Rediscovering Kequasagansett 2
Possible Sacred Stone and Water Works Around Gates Pond in Berlin, Massachusetts
Part Two: Sacred Stonework in the Northeast?
I wandered the area around the north end of Gates Pond in Berlin, Massachusetts looking for possible Indigenous stonework thanks to ten-year old blog entries I’d been reading. I’m following, in some cases, in the literal footsteps of folks who have been at this a lot longer than I have.
One of them is Peter Waksman, proprietor of the long-running Rock Piles blog (Here’s the first of few of his entries on Gates Pond and Sawyer Hill: http://rockpiles.blogspot.com/2011/03/sawyer-hill-gates-pond-berlin-ma.html).
I’d visited Gates Pond after Christmas, a year ago, after reading the Rock Piles entries but without consulting the maps on the blog too closely. I managed to make some new finds, not previously reported. But I didn’t see what had been reported.

• [TO DO]:
a – Answer these about the Gates Pond post:
(i) In what town and state is Gates Pond?
(ii) What blog does Peter Waksman run?
(iii) When did the writer first visit Gates Pond?
b – Repeat the part of the Gates Pond post starting with "I wandered the" and going on through "had been reported.".
Nothing in the entries is needed.

• [Records from a data collection]:
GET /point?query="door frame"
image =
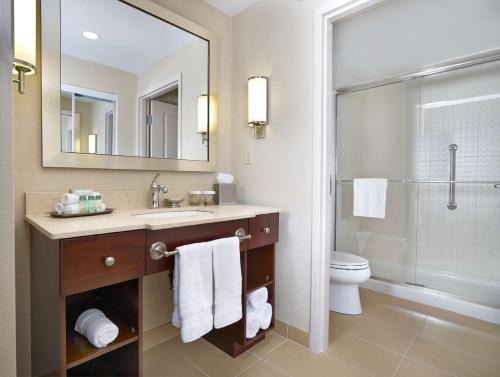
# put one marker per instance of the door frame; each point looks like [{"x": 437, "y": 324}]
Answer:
[
  {"x": 323, "y": 169},
  {"x": 142, "y": 111}
]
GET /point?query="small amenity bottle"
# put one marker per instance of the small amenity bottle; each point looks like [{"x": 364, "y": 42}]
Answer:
[
  {"x": 91, "y": 203},
  {"x": 84, "y": 207}
]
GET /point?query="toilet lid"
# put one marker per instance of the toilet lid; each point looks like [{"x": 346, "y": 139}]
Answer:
[{"x": 347, "y": 260}]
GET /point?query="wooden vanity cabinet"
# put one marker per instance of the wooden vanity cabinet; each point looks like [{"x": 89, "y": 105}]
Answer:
[{"x": 71, "y": 275}]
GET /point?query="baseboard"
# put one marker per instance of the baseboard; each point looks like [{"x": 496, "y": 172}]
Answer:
[
  {"x": 290, "y": 332},
  {"x": 158, "y": 335}
]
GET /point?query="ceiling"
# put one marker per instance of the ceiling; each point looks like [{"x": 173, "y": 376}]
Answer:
[
  {"x": 129, "y": 39},
  {"x": 231, "y": 7}
]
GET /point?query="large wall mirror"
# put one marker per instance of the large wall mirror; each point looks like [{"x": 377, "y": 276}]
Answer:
[{"x": 133, "y": 87}]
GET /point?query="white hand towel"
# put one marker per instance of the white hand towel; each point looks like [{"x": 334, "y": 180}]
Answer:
[
  {"x": 71, "y": 209},
  {"x": 96, "y": 327},
  {"x": 258, "y": 298},
  {"x": 193, "y": 291},
  {"x": 266, "y": 316},
  {"x": 69, "y": 199},
  {"x": 252, "y": 322},
  {"x": 227, "y": 281},
  {"x": 369, "y": 197}
]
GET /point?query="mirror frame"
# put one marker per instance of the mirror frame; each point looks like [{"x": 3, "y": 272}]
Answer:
[{"x": 51, "y": 100}]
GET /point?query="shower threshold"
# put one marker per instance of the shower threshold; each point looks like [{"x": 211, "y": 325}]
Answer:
[{"x": 435, "y": 298}]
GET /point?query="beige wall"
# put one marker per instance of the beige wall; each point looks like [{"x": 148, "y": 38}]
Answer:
[
  {"x": 30, "y": 176},
  {"x": 275, "y": 38},
  {"x": 7, "y": 255}
]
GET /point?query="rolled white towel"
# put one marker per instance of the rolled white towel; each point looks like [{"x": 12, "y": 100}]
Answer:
[
  {"x": 69, "y": 199},
  {"x": 84, "y": 319},
  {"x": 96, "y": 327},
  {"x": 101, "y": 331},
  {"x": 71, "y": 209},
  {"x": 59, "y": 208},
  {"x": 258, "y": 298},
  {"x": 266, "y": 314},
  {"x": 252, "y": 322}
]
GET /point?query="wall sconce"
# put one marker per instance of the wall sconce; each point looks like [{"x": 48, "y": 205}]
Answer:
[
  {"x": 24, "y": 41},
  {"x": 203, "y": 118},
  {"x": 257, "y": 105},
  {"x": 92, "y": 143}
]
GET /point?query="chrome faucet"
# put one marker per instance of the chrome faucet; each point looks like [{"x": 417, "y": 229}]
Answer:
[{"x": 155, "y": 191}]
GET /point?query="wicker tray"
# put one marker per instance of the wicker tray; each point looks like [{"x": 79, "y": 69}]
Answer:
[{"x": 64, "y": 216}]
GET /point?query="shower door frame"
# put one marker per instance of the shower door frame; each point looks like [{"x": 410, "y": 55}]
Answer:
[{"x": 323, "y": 167}]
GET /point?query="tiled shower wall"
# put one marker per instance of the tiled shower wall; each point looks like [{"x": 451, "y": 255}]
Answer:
[
  {"x": 403, "y": 131},
  {"x": 460, "y": 107}
]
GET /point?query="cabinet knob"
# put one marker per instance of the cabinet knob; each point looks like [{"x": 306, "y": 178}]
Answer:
[{"x": 109, "y": 261}]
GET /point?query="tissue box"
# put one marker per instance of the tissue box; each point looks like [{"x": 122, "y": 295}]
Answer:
[{"x": 225, "y": 193}]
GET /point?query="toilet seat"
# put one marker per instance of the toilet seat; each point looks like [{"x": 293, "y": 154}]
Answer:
[{"x": 347, "y": 261}]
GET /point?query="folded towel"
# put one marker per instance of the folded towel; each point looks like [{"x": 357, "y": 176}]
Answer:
[
  {"x": 224, "y": 178},
  {"x": 369, "y": 197},
  {"x": 71, "y": 209},
  {"x": 69, "y": 199},
  {"x": 96, "y": 327},
  {"x": 258, "y": 298},
  {"x": 193, "y": 291},
  {"x": 227, "y": 281},
  {"x": 252, "y": 322},
  {"x": 266, "y": 315}
]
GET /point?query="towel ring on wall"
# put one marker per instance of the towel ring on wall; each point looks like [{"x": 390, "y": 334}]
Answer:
[{"x": 159, "y": 250}]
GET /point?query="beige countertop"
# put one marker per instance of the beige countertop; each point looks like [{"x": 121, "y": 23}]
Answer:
[{"x": 124, "y": 220}]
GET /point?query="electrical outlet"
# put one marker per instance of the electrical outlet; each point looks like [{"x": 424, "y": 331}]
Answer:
[{"x": 248, "y": 156}]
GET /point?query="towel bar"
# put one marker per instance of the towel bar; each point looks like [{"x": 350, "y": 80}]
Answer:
[{"x": 159, "y": 250}]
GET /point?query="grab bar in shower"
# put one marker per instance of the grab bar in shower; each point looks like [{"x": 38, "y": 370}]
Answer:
[
  {"x": 452, "y": 204},
  {"x": 495, "y": 184}
]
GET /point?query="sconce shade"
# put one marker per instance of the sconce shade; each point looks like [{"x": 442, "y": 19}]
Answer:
[
  {"x": 25, "y": 32},
  {"x": 257, "y": 100},
  {"x": 203, "y": 114},
  {"x": 92, "y": 143}
]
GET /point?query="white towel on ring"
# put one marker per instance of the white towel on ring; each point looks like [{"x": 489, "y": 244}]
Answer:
[
  {"x": 193, "y": 291},
  {"x": 227, "y": 281},
  {"x": 266, "y": 315},
  {"x": 369, "y": 197},
  {"x": 258, "y": 298}
]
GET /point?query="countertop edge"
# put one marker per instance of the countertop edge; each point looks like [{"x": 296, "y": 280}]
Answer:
[{"x": 246, "y": 214}]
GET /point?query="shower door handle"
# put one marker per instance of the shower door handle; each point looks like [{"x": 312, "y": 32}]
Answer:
[{"x": 452, "y": 205}]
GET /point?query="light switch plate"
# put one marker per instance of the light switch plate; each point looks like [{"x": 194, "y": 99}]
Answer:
[{"x": 248, "y": 158}]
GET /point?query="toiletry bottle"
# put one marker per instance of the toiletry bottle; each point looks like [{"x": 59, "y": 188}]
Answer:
[
  {"x": 83, "y": 204},
  {"x": 91, "y": 201}
]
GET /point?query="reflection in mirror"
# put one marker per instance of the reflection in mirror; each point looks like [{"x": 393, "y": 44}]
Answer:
[{"x": 131, "y": 83}]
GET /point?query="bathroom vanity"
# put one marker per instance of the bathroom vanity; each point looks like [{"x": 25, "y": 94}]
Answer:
[{"x": 99, "y": 262}]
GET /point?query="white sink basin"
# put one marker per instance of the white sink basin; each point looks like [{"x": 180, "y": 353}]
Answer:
[{"x": 171, "y": 214}]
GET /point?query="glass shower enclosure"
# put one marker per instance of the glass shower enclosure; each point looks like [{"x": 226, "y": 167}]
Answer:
[{"x": 436, "y": 138}]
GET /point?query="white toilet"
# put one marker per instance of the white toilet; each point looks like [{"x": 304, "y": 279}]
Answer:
[{"x": 347, "y": 271}]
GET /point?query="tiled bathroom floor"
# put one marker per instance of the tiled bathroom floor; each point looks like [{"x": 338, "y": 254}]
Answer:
[{"x": 392, "y": 337}]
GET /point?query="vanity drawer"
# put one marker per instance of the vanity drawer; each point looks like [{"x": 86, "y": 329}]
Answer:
[
  {"x": 175, "y": 237},
  {"x": 83, "y": 260},
  {"x": 264, "y": 230}
]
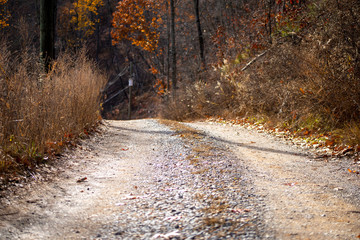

• [SOLVED PROBLEMS]:
a –
(i) Berlin, Massachusetts
(ii) Rock Piles
(iii) After Christmas, a year ago

b –
I wandered the area around the north end of Gates Pond in Berlin, Massachusetts looking for possible Indigenous stonework thanks to ten-year old blog entries I’d been reading. I’m following, in some cases, in the literal footsteps of folks who have been at this a lot longer than I have.
One of them is Peter Waksman, proprietor of the long-running Rock Piles blog (Here’s the first of few of his entries on Gates Pond and Sawyer Hill: http://rockpiles.blogspot.com/2011/03/sawyer-hill-gates-pond-berlin-ma.html).
I’d visited Gates Pond after Christmas, a year ago, after reading the Rock Piles entries but without consulting the maps on the blog too closely. I managed to make some new finds, not previously reported. But I didn’t see what had been reported.